SELECTED EXTRACT:

# House clearance



## Beebo (15 Jan 2022)

Does anyone know about house clearance?

A relative is moving into a care home, the house has years of accumulated stuff. 

How does a house clearance work. Do they remove stuff at a reduced fee then presumably sell it if they can or just bin it?

How do they work out how much to charge?

We would remove some sentimental items but 95% will be left.


----------



## midlife (15 Jan 2022)

When we had to do this the charity shops would only take stuff they could sell at a good profit. The rest we took to the tip!


----------



## ColinJ (15 Jan 2022)

Couldn't you Freecycle the unwanted stuff?

Mind you, then the would-be recipients of the freebies probably start asking you to deliver...


----------



## Beebo (15 Jan 2022)

ColinJ said:


> Couldn't you Freecycle the unwanted stuff?
> 
> Mind you, then the would-be recipients of the freebies probably start asking you to deliver...


No one lives locally.
The nearest relatives are 45 miles away.
So we want an easy option without having to visit multiple times and wait around for people.


----------



## ColinJ (15 Jan 2022)

Beebo said:


> No one lives locally.
> The nearest relatives are 45 miles away.
> So we want an easy option without having to visit multiple times and wait around for people.


I don't blame you.

I made my remark because my sister tried giving away fairly pricey stuff in good condition but people got quite shirty with her when she wouldn't deliver it to them. Cheeky buggers. Even if they didn't have a car and couldn't get a lift, they could have come round in a taxi!


----------



## Oldhippy (16 Jan 2022)

Emmaus great homeless charity, providing homes,education and employment for those whose life went sideways. Nationwide. They recycle, resell.


----------



## fossyant (16 Jan 2022)

Skip might be the option. We have the same with MIL's house, god knows what we will do. Can't get other relatives to help, and SIL has actually filled it with a load of her crap. Going to need a number of skips. Charities won't even accept good stuff these days - my sister tried to get rid of perfectly good stuff. Ended up on local facebook page for free, which worked for them.


----------



## gbb (16 Jan 2022)

Guy i used to work with did (maybe still does) do house clearance. He used to have a small shop the sellable stuff went in, older/more valuable stuff he sold on ebay (old, ornate walking sticks, jewellry etc), rest to the tip.

So i'd do a thorough sweep first then call the clearance guys in. I say a thorough sweep because there was a stage where we were finding hundreds of pounds in coat pockets, back of drawers, in old purses etc when mum went through a bad phase of health. £700 here, £300 there, etc etc. You dont want to be missing those possibilities ?


----------



## gbb (16 Jan 2022)

FB is a good option for odd items, even most items, uoud be surprised what you can get rid of....but its going to take managing, lots of takers, lots of no show'ers, lots of everything, maybe not suitable for OPs purposes.


----------



## Electric_Andy (16 Jan 2022)

Yes FB can be a frustrating and drawn out process. I would get quotes for a skip, either that or do multiple trips in the car if you're able. In the past I've chopped up larger items to get them in the car. Likewise for a skip so you can fit more in. But a skip is going to be £200+ but I'd say still less than getting a company in (but maybe I'm wrong,maybe get a quote for that too)

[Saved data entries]
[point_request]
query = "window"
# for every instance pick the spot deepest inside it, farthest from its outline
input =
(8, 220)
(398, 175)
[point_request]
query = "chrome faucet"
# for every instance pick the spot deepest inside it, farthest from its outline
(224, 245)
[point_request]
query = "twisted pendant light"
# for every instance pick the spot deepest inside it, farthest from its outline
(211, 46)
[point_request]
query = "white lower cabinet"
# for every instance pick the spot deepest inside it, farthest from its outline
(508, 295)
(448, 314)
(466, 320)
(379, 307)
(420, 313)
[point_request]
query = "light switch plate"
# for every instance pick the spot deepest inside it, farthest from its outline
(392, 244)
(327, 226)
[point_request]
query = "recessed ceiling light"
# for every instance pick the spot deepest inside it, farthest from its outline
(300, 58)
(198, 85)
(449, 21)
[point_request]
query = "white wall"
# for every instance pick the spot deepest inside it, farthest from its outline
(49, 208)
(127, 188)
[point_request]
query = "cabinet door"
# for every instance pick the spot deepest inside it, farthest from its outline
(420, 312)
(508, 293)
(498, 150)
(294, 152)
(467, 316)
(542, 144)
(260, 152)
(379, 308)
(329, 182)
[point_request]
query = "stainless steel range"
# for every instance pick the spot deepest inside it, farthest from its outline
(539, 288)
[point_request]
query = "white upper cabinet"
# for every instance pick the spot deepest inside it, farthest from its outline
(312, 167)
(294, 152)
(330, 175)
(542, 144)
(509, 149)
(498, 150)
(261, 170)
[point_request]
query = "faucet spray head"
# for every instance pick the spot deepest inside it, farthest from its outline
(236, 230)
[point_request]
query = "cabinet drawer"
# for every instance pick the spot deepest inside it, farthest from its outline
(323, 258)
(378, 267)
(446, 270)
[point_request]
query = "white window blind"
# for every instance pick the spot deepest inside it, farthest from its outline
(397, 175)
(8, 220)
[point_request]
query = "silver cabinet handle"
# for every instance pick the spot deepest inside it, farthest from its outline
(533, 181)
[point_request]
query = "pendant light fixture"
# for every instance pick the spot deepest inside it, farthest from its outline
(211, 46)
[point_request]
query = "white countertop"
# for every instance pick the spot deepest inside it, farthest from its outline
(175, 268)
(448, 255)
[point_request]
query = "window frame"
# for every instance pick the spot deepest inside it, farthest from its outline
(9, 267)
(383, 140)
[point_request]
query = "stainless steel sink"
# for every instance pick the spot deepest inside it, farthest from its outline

REQUEST:
Using the house clearance thread above, answer these questions:
1. How far away are the nearest relatives, according to Beebo?
2. Which homeless charity does Oldhippy recommend?
3. What cost does Electric_Andy give for a skip?

WRITTEN REPLY:
1. 45 miles.
2. Emmaus.
3. £200+.